What this task involves: For this exercise, print all of the data exactly as given.

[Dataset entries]
■ ■ ■

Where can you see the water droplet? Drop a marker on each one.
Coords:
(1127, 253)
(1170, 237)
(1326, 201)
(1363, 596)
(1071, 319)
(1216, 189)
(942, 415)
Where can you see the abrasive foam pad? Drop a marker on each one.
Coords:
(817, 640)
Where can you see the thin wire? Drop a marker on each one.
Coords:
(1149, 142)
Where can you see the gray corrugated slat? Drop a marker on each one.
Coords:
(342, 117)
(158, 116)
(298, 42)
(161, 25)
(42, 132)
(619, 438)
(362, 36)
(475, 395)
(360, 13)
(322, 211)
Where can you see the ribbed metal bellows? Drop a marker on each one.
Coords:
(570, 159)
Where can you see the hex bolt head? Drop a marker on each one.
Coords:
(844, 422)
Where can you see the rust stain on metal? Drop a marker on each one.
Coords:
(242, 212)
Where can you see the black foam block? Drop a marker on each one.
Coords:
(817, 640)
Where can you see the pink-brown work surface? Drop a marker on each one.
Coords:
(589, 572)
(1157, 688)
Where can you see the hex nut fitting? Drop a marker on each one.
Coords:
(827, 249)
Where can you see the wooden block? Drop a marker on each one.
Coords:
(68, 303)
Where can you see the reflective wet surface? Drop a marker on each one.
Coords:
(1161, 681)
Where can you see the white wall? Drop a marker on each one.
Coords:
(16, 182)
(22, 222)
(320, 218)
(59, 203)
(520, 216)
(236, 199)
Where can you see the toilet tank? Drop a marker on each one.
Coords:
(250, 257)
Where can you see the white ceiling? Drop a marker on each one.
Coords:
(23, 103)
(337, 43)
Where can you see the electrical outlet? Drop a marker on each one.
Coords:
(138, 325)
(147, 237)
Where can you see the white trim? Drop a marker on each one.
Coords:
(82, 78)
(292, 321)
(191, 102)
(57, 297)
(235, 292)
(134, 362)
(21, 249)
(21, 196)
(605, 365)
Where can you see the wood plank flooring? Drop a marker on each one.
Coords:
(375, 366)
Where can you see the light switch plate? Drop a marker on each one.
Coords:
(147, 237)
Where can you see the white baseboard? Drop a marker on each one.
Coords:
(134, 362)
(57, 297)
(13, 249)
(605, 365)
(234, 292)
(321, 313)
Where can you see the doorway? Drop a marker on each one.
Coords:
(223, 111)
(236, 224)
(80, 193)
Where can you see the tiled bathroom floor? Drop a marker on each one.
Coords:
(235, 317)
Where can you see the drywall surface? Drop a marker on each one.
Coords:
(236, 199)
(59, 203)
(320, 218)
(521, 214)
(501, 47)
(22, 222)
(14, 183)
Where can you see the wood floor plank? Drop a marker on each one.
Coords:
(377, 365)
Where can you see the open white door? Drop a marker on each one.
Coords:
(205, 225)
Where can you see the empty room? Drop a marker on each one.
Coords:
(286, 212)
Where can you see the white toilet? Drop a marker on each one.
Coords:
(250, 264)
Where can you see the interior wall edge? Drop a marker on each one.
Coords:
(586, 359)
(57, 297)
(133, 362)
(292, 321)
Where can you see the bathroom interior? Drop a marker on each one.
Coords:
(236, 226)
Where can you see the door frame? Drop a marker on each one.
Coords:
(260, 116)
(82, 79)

■ ■ ■

Solution to the problem:
Where can you see the water droplet? Drop a marker on each one.
Coords:
(1127, 253)
(1170, 237)
(1326, 201)
(1363, 596)
(1071, 319)
(1216, 189)
(942, 415)
Where can you see the abrasive foam pad? Drop a marker on each one.
Coords:
(817, 640)
Where can you see the thin wire? Drop a marker on each one.
Coords:
(1149, 142)
Where can you see the gray corrugated slat? Drop a marker on each one.
Coords:
(342, 117)
(158, 116)
(298, 42)
(161, 25)
(42, 132)
(619, 438)
(362, 36)
(475, 395)
(360, 13)
(322, 211)
Where can you see the ribbed metal bellows? Drop a marker on each one.
Coords:
(570, 159)
Where can you see the hex bolt head? Drop a marker on each one.
Coords:
(844, 422)
Where can you see the rust stain on metal? Drop a marker on each one.
Coords:
(242, 212)
Where can you see the black foam block? Drop a marker on each one.
Coords:
(817, 640)
Where can you see the pink-brown work surface? Drop a marker on each one.
Coords:
(589, 572)
(1157, 688)
Where can you see the hex nut fitting? Drop a marker on each one.
Coords:
(827, 249)
Where can you see the wooden block? Drop a marker on each one.
Coords:
(68, 303)
Where can you see the reflective wet surface? Drop a marker on each one.
Coords:
(1161, 681)
Where can you see the white wall? Drop a marker on each one.
Coords:
(16, 182)
(22, 222)
(320, 218)
(59, 203)
(520, 216)
(236, 199)
Where can you see the toilet tank? Drop a marker on each one.
Coords:
(250, 257)
Where can you see the white ceiling? Drop a marker on each one.
Coords:
(23, 103)
(337, 43)
Where can you see the electrical outlet? Drop a marker on each one.
Coords:
(138, 325)
(147, 237)
Where can you see the white trim? Drop a marker on each one.
Coords:
(82, 78)
(292, 321)
(191, 102)
(57, 297)
(235, 292)
(134, 362)
(21, 249)
(21, 196)
(605, 365)
Where can you see the wood plank flooring? Drop a marker on each one.
Coords:
(375, 366)
Where can you see the light switch plate? Drop a marker on each one.
Coords:
(147, 237)
Where can you see the white baseboard? Drop a marker on each one.
Coords:
(134, 362)
(57, 297)
(13, 249)
(605, 365)
(234, 292)
(321, 313)
Where can you see the doorway? Drop a marker on each one.
Coords:
(223, 111)
(236, 224)
(80, 193)
Where can you see the tiled bathroom floor? Drop a marker on each one.
Coords:
(235, 317)
Where can you see the drywall surface? Drop a marker on each one.
Coords:
(236, 199)
(59, 203)
(320, 218)
(521, 214)
(501, 47)
(22, 222)
(14, 183)
Where can you see the wood floor plank? Drop a marker on each one.
Coords:
(377, 365)
Where can you see the open white door? Drop a marker on each one.
Coords:
(205, 225)
Where can you see the empty room? Drop a marker on each one.
Coords:
(286, 212)
Where can you see the white toilet? Drop a marker on each one.
Coords:
(250, 264)
Where can you see the interior wall edge? Drop a marker on each one.
Coords:
(586, 359)
(57, 297)
(133, 362)
(292, 321)
Where can you see the bathroom interior? Drop a marker on each one.
Coords:
(236, 226)
Where can you see the door frame? Drop a marker on each one.
Coords:
(260, 116)
(82, 79)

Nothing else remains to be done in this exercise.